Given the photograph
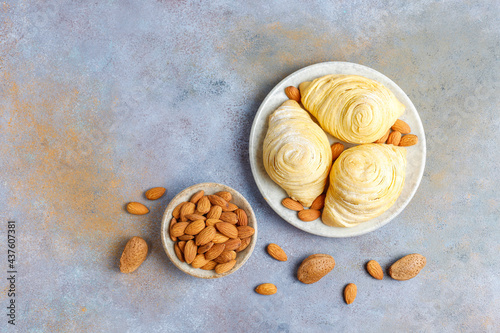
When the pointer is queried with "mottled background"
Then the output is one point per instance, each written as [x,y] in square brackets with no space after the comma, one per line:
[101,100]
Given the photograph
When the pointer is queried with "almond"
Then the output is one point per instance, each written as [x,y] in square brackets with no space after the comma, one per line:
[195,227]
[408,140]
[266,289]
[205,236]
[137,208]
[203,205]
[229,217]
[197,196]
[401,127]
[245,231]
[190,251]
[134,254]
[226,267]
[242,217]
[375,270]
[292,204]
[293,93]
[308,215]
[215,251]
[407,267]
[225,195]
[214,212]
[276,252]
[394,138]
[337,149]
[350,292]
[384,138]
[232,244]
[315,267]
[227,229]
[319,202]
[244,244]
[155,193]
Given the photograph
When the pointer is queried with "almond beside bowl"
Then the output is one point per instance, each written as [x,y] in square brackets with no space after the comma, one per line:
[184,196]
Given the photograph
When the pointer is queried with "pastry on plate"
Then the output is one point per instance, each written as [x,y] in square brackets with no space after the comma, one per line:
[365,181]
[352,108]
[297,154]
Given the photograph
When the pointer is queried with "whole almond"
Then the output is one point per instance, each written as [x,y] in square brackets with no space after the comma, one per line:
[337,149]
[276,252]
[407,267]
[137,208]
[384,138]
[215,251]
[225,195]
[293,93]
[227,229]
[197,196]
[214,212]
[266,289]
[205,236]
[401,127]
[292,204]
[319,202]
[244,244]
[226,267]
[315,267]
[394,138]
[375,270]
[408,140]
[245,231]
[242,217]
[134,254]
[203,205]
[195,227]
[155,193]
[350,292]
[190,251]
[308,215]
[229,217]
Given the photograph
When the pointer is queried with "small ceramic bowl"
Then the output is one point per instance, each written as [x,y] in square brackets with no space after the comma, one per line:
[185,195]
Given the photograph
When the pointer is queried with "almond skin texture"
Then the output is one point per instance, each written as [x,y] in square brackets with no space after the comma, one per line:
===============
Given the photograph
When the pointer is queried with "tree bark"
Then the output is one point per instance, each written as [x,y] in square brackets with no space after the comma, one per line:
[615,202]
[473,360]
===============
Copy out each line of the data in which the word "bowl" appears.

OUTPUT FOR THIS EXERCISE:
When the pointer is queried with "almond beside bowl"
When the pointer is queried with "small ceramic bowl"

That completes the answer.